> WHAT TO PRODUCE
Each line below should be quoted exactly, please.

> EXTRACTED INFORMATION
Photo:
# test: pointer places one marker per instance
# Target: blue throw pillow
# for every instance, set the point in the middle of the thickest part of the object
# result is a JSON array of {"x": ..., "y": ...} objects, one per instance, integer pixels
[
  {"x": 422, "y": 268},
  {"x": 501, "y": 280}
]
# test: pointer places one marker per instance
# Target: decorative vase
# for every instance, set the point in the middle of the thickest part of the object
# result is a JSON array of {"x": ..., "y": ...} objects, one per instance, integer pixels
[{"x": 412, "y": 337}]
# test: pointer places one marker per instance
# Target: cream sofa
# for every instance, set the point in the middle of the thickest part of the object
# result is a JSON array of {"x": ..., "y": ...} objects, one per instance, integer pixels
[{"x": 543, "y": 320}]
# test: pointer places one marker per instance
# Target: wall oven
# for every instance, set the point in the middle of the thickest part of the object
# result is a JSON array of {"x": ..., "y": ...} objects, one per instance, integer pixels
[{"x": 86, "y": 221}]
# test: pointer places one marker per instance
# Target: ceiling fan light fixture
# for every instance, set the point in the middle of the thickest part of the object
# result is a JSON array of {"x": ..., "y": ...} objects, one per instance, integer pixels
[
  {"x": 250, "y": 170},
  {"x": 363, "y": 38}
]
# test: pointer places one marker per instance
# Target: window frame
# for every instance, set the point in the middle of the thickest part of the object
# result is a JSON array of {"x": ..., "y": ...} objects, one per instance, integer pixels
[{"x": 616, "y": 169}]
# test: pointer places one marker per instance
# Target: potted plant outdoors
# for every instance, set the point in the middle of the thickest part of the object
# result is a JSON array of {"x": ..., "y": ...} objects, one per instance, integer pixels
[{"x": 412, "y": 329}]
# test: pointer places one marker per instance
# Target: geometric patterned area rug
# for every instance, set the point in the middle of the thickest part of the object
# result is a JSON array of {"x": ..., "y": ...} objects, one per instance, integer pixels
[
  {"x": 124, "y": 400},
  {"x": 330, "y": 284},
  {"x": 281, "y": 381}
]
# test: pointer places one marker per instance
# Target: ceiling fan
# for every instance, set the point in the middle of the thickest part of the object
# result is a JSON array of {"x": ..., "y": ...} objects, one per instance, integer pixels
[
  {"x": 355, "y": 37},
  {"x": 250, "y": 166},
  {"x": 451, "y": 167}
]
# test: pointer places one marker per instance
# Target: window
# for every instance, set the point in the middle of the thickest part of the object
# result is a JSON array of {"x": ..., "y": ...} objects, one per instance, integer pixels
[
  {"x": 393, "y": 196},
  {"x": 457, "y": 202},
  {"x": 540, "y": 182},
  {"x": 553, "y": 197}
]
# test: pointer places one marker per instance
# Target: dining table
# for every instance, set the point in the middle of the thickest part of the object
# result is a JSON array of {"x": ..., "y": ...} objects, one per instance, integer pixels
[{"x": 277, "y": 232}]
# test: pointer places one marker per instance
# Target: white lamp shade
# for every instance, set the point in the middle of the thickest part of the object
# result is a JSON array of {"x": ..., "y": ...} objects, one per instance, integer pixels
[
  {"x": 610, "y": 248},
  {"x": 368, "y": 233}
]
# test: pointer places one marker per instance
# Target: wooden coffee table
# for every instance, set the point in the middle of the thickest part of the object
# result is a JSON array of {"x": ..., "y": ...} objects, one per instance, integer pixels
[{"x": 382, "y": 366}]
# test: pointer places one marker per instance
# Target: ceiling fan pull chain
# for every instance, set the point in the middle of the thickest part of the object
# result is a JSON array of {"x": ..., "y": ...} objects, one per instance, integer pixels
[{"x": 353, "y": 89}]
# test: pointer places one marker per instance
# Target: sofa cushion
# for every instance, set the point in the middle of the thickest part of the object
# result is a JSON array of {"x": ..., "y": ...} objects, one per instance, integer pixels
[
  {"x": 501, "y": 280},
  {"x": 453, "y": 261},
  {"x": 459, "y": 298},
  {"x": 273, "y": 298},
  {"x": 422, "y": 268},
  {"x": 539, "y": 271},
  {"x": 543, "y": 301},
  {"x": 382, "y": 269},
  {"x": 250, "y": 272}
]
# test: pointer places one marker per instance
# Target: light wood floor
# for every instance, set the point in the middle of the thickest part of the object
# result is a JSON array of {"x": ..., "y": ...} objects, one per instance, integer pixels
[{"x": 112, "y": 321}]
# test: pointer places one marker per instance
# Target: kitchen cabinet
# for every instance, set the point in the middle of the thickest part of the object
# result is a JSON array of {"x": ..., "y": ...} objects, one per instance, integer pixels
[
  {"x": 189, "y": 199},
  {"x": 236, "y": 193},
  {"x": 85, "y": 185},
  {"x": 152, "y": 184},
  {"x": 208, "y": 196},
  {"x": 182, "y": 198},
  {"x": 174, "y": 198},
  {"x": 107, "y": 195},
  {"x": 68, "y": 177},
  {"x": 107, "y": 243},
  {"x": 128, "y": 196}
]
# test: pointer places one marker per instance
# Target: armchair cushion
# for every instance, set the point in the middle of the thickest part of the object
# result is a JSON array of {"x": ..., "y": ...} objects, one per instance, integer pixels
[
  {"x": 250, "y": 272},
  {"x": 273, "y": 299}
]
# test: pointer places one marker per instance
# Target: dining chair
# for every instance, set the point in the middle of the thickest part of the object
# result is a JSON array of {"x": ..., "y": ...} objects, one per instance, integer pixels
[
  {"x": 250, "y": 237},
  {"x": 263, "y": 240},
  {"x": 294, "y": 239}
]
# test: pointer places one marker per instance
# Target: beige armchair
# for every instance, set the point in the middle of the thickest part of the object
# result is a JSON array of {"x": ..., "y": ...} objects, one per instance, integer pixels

> THE ANSWER
Photo:
# test: pointer places one marker per instance
# Target: blue throw pillow
# for every instance, set the point in the middle of the thickest part of the object
# result is a JSON array of {"x": ..., "y": ...} objects, one per instance, integer pixels
[
  {"x": 422, "y": 268},
  {"x": 501, "y": 280}
]
# test: pointer places one marker per instance
# Target: decorative vase
# for every instance, set the point in the middle of the thickest part of the object
# result is a JSON array of {"x": ..., "y": ...} objects, one per instance, integer pixels
[{"x": 412, "y": 337}]
# test: pointer places one marker per instance
# Target: cream sofa
# for every instance, set the point in the middle of the thickest part of the object
# result is a JSON array of {"x": ..., "y": ...} objects, one per instance, integer pixels
[{"x": 543, "y": 320}]
# test: pointer places one marker per instance
# Target: wall oven
# for every instance, set the point in the middle of the thickest part of the object
# result is a JSON array of {"x": ..., "y": ...} objects, one per instance, integer pixels
[{"x": 86, "y": 221}]
# test: pointer places one marker per instance
# Target: ceiling fan light fixture
# for every instance, set the point in the middle of the thickest part of the object
# result is a JSON array of {"x": ..., "y": ...} objects, one per instance, integer pixels
[
  {"x": 250, "y": 170},
  {"x": 363, "y": 38}
]
# test: pointer places one marker per instance
# Target: window frame
# for every instance, set the point in the middle of the thickest part of the object
# result is a JSON array of {"x": ..., "y": ...} objects, one per instance, integer pixels
[{"x": 616, "y": 169}]
# test: pointer places one marker per instance
# Target: potted plant outdoors
# for every instance, set the point in the middle of the thickest part of the object
# result is a JSON array of {"x": ..., "y": ...} objects, one per instance, integer pixels
[{"x": 412, "y": 329}]
# test: pointer places one marker per instance
# Target: geometric patterned area rug
# for every instance, set the point in the middle of the thickest part of the object
# result is a JSON array of {"x": ..., "y": ...} objects, one per instance, integer pixels
[
  {"x": 124, "y": 400},
  {"x": 330, "y": 284},
  {"x": 281, "y": 381}
]
# test: pointer places one marker per instance
# Target: ceiling fan
# for every instance, set the point in the middle of the thickest part of the object
# result is a JSON array of {"x": ..., "y": ...} objects, one per instance, integer pixels
[
  {"x": 355, "y": 37},
  {"x": 250, "y": 166},
  {"x": 451, "y": 167}
]
# test: pointer places one marker per instance
# Target: window
# for every instance, set the point in the middle of the thickest part of the object
# result is a JSON array of {"x": ..., "y": ...} objects, one per instance, integer pixels
[
  {"x": 393, "y": 196},
  {"x": 457, "y": 202},
  {"x": 540, "y": 182},
  {"x": 553, "y": 197}
]
# test: pointer places one marker per instance
# Target: dining table
# for every instance, set the point in the middle of the thickest part of the object
# result is a JSON array of {"x": ..., "y": ...} objects, one per instance, integer pixels
[{"x": 277, "y": 232}]
# test: pointer places one marker per instance
# Target: white lamp shade
# for every instance, set the point in the middle of the thickest part of the object
# result is a JSON array of {"x": ..., "y": ...} objects, one per instance, integer pixels
[
  {"x": 610, "y": 248},
  {"x": 368, "y": 233}
]
# test: pointer places one marker per instance
# Target: wooden coffee table
# for every instance, set the point in the middle of the thickest part of the object
# result is a JSON array of {"x": ..., "y": ...} objects, one per instance, integer pixels
[{"x": 382, "y": 366}]
# test: pointer places one marker per instance
# Target: ceiling fan pull chain
# for every instance, set the point in the middle of the thickest part of the object
# result is a JSON array of {"x": ..., "y": ...} objects, one per instance, integer pixels
[{"x": 353, "y": 89}]
# test: pointer places one marker per instance
# Target: sofa cushion
# for every instance, set the point in the middle of the thickest part of the object
# result is a JSON array of {"x": ..., "y": ...} objects, one per instance, integer pixels
[
  {"x": 501, "y": 280},
  {"x": 453, "y": 261},
  {"x": 459, "y": 298},
  {"x": 273, "y": 298},
  {"x": 422, "y": 268},
  {"x": 539, "y": 271},
  {"x": 543, "y": 301},
  {"x": 382, "y": 269},
  {"x": 250, "y": 272}
]
# test: pointer places one marker per instance
# Target: light wood floor
# for every instance, set the point in the middle of the thickest part of the object
# result is a JSON array of {"x": ..., "y": ...} objects, one per instance, integer pixels
[{"x": 112, "y": 321}]
# test: pointer places one marker per instance
# Target: kitchen cabinet
# for every instance, set the point in the middle of the thickest part of the object
# result is a JSON array of {"x": ..., "y": ...} objects, one per instance, integer pixels
[
  {"x": 189, "y": 199},
  {"x": 236, "y": 193},
  {"x": 85, "y": 185},
  {"x": 152, "y": 184},
  {"x": 208, "y": 196},
  {"x": 182, "y": 198},
  {"x": 174, "y": 198},
  {"x": 107, "y": 195},
  {"x": 68, "y": 177},
  {"x": 107, "y": 243},
  {"x": 128, "y": 196}
]
# test: pointer places one marker per instance
# Target: armchair cushion
# for every instance, set the point in the middle of the thickest part of the object
# result is a JSON array of {"x": ..., "y": ...} objects, one per instance, integer pixels
[
  {"x": 250, "y": 272},
  {"x": 273, "y": 299}
]
# test: pointer places one marker per instance
# Target: dining chair
# for every instance, set the point in the middle of the thickest part of the object
# result is a JSON array of {"x": ..., "y": ...} objects, one per instance, integer pixels
[
  {"x": 250, "y": 237},
  {"x": 263, "y": 240},
  {"x": 294, "y": 239}
]
# test: pointer places one marker per instance
# Target: beige armchair
# for every instance, set the point in the middle of the thickest part of the object
# result is a JSON array of {"x": ..., "y": ...} objects, one per instance, integer pixels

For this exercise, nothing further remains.